• **KETENTUAN LATIHAN**:
1. Menurut tulisan tentang penerapan 5S, apa satu-satunya tujuan penulis dalam postingan tersebut?
2. Salin bagian tulisan tentang penerapan 5S mulai dari "Aplikasi 5S Tidak" hingga dan termasuk "membalik telapak tangan." tanpa perubahan apa pun.

Selasa, 14 April 2015

Aplikasi 5S Tidak Sesulit Membuat Roket

Kalau ada yang bilang menerapkan 5S di tempat kerja itu sulit, apalagi jika tempat kerjanya sudah terlanjur berantakan bin chaos tak karuan, saya berani bilang bahwa itu tidak benar. Soalnya saya sudah buktikan sendiri, bahwa 5S tidak sesulit membuat roket, walau memang tidak semudah membalik telapak tangan.
Nah, di postingan kali ini, untuk pertama kalinya sejak saya mengenal blogging, saya ingin sharing tentang hal-hal yang berbau pekerjaan, yakni langkah-langkah penerapan 5S yang sudah dan sedang kami terapkan di tempat kerja. 
Tujuan saya hanya satu, mematahkan pemahaman bahwa aplikasi 5S di tempat kerja itu sulit.

• **CUPLIKAN DATA**:
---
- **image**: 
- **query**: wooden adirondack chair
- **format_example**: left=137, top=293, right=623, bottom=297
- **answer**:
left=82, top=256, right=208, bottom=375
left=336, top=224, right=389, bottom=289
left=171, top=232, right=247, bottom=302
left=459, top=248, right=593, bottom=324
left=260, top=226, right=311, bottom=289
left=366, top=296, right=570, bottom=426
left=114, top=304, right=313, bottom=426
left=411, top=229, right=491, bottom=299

• **HASIL LATIHAN**:
1. Mematahkan pemahaman bahwa aplikasi 5S di tempat kerja itu sulit.

2.
Aplikasi 5S Tidak Sesulit Membuat Roket

Kalau ada yang bilang menerapkan 5S di tempat kerja itu sulit, apalagi jika tempat kerjanya sudah terlanjur berantakan bin chaos tak karuan, saya berani bilang bahwa itu tidak benar. Soalnya saya sudah buktikan sendiri, bahwa 5S tidak sesulit membuat roket, walau memang tidak semudah membalik telapak tangan.